Exercise requirements: Present the following entries again, word for word and in full.

Records provided:
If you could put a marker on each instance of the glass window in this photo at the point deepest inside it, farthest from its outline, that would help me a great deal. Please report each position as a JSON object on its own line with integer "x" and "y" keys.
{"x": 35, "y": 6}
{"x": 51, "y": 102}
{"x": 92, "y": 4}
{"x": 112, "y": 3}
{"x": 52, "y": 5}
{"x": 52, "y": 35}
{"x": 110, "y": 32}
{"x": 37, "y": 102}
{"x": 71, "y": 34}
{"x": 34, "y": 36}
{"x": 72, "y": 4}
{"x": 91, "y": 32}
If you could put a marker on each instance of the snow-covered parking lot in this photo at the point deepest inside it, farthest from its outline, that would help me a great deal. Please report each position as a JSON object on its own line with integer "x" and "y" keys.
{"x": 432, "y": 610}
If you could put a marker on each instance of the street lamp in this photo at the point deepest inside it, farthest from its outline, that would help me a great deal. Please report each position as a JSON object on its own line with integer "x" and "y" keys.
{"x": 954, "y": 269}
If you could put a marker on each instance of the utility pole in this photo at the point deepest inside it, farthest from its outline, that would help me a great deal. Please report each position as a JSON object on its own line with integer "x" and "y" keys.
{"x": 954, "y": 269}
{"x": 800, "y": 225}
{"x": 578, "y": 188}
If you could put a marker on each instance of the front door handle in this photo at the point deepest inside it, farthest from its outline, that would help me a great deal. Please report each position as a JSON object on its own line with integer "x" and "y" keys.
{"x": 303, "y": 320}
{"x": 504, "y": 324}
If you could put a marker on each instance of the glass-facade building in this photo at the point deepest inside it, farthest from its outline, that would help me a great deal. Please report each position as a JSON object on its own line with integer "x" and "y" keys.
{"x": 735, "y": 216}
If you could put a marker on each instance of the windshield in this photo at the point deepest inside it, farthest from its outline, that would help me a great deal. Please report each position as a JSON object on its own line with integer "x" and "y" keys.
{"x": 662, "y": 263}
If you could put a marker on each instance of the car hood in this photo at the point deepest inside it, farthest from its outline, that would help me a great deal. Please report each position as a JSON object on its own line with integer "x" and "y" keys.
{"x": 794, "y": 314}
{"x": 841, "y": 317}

Answer to this problem:
If you could put a marker on each instance of the glass window in this photo at the point deepest inside it, farthest from its outline, that would help me a great deal. Please report each position as a JSON object on its own line with integer "x" and "y" keys.
{"x": 35, "y": 6}
{"x": 51, "y": 102}
{"x": 92, "y": 4}
{"x": 112, "y": 3}
{"x": 52, "y": 5}
{"x": 52, "y": 35}
{"x": 110, "y": 32}
{"x": 37, "y": 102}
{"x": 71, "y": 34}
{"x": 34, "y": 36}
{"x": 72, "y": 4}
{"x": 91, "y": 32}
If you could put a marker on each instance of the snow-covered parking lot in this photo at the point deepest inside it, farthest from its outline, that would help me a great deal. Please report each position as a JSON object on its own line with integer "x" and "y" keys.
{"x": 432, "y": 610}
If you could put a marker on each instance of the street lamp in this photo at the point deepest inside it, farthest from its outline, that would help me a great deal. Please report each position as a JSON object on its own line with integer "x" and "y" keys.
{"x": 954, "y": 269}
If you could put a marker on each instance of the utility pole in this photo at the point deepest inside it, farthest from its outline, that would help me a great deal. Please report each position as a JSON object on its own line with integer "x" and "y" keys.
{"x": 954, "y": 269}
{"x": 800, "y": 225}
{"x": 578, "y": 188}
If you could put a marker on each instance of the front door handle in this photo at the point deepest inside it, farthest from its outline, that would help me a great deal. Please report each position as a JSON object on its own line with integer "x" and "y" keys.
{"x": 303, "y": 320}
{"x": 504, "y": 324}
If you could put a marker on each instance of the glass-facade building in this photo at the point deepest inside it, farthest from its outline, that would help me a great deal. Please report each position as a JSON object on its own line with integer "x" and "y" keys.
{"x": 735, "y": 216}
If you could put a marker on each instance of the windshield in this photo at the point deepest inside it, farthest from its outline, that would help me a great deal. Please report each position as a JSON object on its own line with integer "x" and "y" keys.
{"x": 662, "y": 263}
If you could put a marker on each instance of the car hood in this photo at the point deepest inside it, farthest from its outline, that would help me a great deal. Please report each position as a JSON object on its own line with integer "x" and "y" keys.
{"x": 794, "y": 314}
{"x": 841, "y": 317}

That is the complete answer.